____ Extracted data
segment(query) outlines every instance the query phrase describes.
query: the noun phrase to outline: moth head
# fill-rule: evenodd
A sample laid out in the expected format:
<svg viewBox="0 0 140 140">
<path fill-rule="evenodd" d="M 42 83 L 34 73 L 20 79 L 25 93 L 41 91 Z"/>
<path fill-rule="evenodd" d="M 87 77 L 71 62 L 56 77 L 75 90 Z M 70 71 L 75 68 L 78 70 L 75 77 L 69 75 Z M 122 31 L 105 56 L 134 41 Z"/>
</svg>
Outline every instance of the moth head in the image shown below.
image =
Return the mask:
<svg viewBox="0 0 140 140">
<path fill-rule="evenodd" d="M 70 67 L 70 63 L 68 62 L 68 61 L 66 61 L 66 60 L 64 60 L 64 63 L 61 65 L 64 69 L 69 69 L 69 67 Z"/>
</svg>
________
**Written instruction**. Can you reproduce the items with "moth head" changed to "moth wing" everywhere it occurs, leaving everything else unchanged?

**Exercise output**.
segment(query) outlines every instance the query phrase describes.
query: the noun phrase to outline: moth wing
# fill-rule: evenodd
A sample laid out in the expected format:
<svg viewBox="0 0 140 140">
<path fill-rule="evenodd" d="M 42 83 L 34 73 L 20 79 L 25 93 L 41 91 Z"/>
<path fill-rule="evenodd" d="M 87 77 L 71 62 L 56 77 L 75 90 Z M 70 71 L 75 68 L 78 70 L 75 77 L 69 75 Z M 122 31 L 105 56 L 134 41 Z"/>
</svg>
Outline every instance of the moth wing in the image shown below.
image =
Return the mask:
<svg viewBox="0 0 140 140">
<path fill-rule="evenodd" d="M 70 67 L 70 63 L 68 62 L 68 61 L 66 61 L 66 60 L 64 60 L 64 63 L 61 65 L 64 69 L 69 69 L 69 67 Z"/>
</svg>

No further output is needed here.